SOURCE MATERIAL
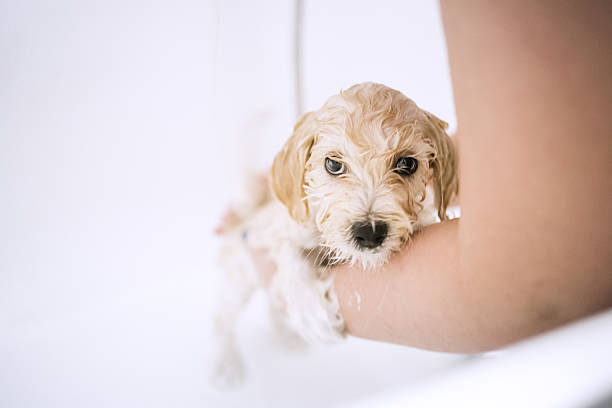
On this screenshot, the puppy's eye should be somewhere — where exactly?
[394,157,419,176]
[325,157,346,176]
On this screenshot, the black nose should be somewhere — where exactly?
[352,221,388,249]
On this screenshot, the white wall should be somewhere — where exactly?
[0,0,464,407]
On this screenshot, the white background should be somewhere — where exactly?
[8,0,592,407]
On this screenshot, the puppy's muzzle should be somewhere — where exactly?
[351,221,389,249]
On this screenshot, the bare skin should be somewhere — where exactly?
[336,1,612,352]
[226,0,612,352]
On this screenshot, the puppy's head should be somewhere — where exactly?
[271,83,457,266]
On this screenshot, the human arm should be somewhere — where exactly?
[335,1,612,352]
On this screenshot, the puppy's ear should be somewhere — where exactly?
[270,113,315,223]
[425,112,459,220]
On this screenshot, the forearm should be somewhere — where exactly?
[335,220,609,352]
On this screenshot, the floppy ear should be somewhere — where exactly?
[270,113,315,223]
[425,112,459,220]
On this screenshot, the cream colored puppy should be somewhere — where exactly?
[215,83,458,385]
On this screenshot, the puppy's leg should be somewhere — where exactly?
[269,303,308,351]
[212,242,256,388]
[271,248,344,343]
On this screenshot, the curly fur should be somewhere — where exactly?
[217,83,458,386]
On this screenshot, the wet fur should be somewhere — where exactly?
[216,83,458,383]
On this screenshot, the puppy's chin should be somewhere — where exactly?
[325,241,399,269]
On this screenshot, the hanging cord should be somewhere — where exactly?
[293,0,304,118]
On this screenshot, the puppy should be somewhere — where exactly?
[215,83,458,385]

WRITTEN EXERCISE
Starting at the line containing "On this screenshot, the hanging" and ending at the last line of the items, rewrite every line, including the ones that ask for a location, with each bounding-box coordinate in the answers scaled by 0.7 and rounded to a whole number, halves rounded up.

FINAL RESULT
On this screenshot, the hanging cord should be somewhere — where exactly?
[205,0,213,83]
On this screenshot, the puppy should be somewhere — where exactly?
[151,58,321,270]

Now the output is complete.